→ Task objective:
Repeat verbatim the lines of the data below, beginning with the line containing "Could you mark every instance of the player lying" and continuing to the end.
━━━━━━━━━━━━━━━━━━━━━━━━━━━━━━
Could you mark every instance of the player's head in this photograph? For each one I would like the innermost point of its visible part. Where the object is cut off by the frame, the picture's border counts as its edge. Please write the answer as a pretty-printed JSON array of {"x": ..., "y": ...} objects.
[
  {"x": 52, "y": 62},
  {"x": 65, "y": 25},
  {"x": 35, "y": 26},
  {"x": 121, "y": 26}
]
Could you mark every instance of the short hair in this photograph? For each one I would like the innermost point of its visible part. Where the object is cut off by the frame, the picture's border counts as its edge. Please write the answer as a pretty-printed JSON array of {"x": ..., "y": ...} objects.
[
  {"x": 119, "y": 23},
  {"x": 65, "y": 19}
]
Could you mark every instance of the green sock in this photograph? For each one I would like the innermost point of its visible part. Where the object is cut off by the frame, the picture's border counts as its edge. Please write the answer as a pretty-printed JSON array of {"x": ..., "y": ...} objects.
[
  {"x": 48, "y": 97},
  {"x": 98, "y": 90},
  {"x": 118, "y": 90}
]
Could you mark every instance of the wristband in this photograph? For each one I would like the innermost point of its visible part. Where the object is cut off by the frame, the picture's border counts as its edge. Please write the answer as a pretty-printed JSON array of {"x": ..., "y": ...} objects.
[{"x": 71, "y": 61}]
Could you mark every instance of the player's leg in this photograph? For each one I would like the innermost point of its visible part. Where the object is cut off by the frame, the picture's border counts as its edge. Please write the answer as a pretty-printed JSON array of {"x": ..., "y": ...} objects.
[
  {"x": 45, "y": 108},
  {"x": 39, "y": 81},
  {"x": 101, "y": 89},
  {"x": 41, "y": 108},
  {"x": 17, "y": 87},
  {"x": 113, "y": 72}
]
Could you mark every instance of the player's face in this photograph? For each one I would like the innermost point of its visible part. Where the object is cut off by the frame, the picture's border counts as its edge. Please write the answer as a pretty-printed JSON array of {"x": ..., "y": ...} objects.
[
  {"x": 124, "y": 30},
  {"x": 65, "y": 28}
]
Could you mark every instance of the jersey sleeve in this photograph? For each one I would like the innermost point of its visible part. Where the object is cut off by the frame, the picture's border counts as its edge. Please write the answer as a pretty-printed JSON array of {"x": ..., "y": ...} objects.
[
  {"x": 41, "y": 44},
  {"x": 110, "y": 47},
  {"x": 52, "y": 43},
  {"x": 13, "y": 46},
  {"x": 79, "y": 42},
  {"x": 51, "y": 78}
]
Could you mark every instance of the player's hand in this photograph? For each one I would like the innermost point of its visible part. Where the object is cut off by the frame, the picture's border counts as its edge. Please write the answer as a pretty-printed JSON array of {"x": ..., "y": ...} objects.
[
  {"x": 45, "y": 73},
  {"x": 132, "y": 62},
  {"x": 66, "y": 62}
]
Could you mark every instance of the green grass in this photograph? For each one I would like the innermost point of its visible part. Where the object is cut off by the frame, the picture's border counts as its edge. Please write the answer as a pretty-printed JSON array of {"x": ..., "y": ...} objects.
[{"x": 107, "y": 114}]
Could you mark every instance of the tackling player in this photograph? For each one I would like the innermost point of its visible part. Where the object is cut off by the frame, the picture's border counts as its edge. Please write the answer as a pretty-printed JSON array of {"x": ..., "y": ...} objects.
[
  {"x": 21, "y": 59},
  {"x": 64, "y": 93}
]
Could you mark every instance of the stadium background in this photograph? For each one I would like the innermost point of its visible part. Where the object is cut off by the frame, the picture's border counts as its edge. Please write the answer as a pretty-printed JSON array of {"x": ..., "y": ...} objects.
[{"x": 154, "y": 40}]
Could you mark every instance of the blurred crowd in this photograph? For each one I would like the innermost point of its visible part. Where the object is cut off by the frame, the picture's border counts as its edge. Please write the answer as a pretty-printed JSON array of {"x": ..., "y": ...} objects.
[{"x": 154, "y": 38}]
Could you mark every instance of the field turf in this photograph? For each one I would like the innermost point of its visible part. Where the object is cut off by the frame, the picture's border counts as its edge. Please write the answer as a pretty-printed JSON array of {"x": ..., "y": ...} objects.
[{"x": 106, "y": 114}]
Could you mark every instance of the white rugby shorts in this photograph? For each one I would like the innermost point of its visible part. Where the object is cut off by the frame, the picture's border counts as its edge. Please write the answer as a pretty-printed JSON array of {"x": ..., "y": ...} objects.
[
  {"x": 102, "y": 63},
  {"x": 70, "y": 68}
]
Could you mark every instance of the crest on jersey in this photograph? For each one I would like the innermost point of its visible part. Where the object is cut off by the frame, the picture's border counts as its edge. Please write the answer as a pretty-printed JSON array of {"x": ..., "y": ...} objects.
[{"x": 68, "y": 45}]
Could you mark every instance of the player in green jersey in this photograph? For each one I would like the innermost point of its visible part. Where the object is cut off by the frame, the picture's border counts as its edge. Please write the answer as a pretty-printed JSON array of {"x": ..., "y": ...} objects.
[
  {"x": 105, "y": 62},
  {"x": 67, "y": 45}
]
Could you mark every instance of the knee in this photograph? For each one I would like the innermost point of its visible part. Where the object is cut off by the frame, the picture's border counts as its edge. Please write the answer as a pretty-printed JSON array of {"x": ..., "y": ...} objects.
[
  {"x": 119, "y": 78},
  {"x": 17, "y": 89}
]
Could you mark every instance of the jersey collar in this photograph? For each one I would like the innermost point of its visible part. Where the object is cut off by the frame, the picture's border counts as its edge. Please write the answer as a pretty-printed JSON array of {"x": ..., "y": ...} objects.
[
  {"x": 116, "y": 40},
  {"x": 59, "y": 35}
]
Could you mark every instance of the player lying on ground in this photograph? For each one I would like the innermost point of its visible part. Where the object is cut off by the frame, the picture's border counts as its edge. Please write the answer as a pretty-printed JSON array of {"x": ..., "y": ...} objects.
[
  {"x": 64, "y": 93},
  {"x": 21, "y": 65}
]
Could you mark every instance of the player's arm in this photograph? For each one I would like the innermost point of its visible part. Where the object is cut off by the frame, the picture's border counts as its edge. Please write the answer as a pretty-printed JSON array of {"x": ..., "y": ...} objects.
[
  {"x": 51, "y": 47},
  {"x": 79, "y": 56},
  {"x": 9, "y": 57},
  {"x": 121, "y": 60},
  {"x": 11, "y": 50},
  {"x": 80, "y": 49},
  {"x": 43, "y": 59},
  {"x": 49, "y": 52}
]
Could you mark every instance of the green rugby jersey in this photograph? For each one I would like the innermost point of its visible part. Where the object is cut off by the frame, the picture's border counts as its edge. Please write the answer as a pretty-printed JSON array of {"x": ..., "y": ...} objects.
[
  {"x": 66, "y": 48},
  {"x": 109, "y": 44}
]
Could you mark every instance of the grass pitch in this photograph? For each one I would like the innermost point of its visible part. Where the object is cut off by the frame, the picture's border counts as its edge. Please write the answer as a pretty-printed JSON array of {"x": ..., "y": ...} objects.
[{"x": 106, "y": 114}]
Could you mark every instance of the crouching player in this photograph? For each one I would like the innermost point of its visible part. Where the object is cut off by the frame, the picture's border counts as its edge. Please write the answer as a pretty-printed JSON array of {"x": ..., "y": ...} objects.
━━━━━━━━━━━━━━━━━━━━━━━━━━━━━━
→ Exercise answer:
Could you mark every instance of the player lying on ground in this photograph? For each one I would like the innermost point of its visible part. Where the object is cut off by the frame, the picture's border counts as its edge. Please write the answer as a pretty-printed JSON array of {"x": ..., "y": ...} objects.
[
  {"x": 64, "y": 93},
  {"x": 21, "y": 65}
]
Could you mark every instance of the player's arm in this photograph? For each one I would like the innermost point of its visible part. Where the object is cut off by the frame, the picture's border counts as its edge. Please write the answer as a pretty-printed JSON array of {"x": ..., "y": ...} objects.
[
  {"x": 51, "y": 47},
  {"x": 79, "y": 56},
  {"x": 9, "y": 57},
  {"x": 121, "y": 60},
  {"x": 11, "y": 50},
  {"x": 80, "y": 49},
  {"x": 43, "y": 59},
  {"x": 49, "y": 52}
]
Could you mark every instance of the green rugby jersey in this photograph? For each one I would like the innermost point of its visible part. Where the object is cut off by the frame, the picture's border counts as its edge. Please write the answer as a pretty-printed JSON array of {"x": ..., "y": ...} objects.
[
  {"x": 66, "y": 48},
  {"x": 109, "y": 44}
]
Could you mark every instance of the grass pitch in this photograph? For each one I would like the innermost point of its visible part. Where the object is cut off by the frame, the picture's border counts as its edge. Please write the answer as a pretty-printed JSON array of {"x": ..., "y": ...} objects.
[{"x": 106, "y": 114}]
Could you mark every instance of the crouching player in this photograph? For each one I would like the innermost point of its visible part. Where the object is cut off by the frame, the picture's border counts as its edge. Please write the answer as a pretty-printed JSON array of {"x": ..., "y": ...} objects.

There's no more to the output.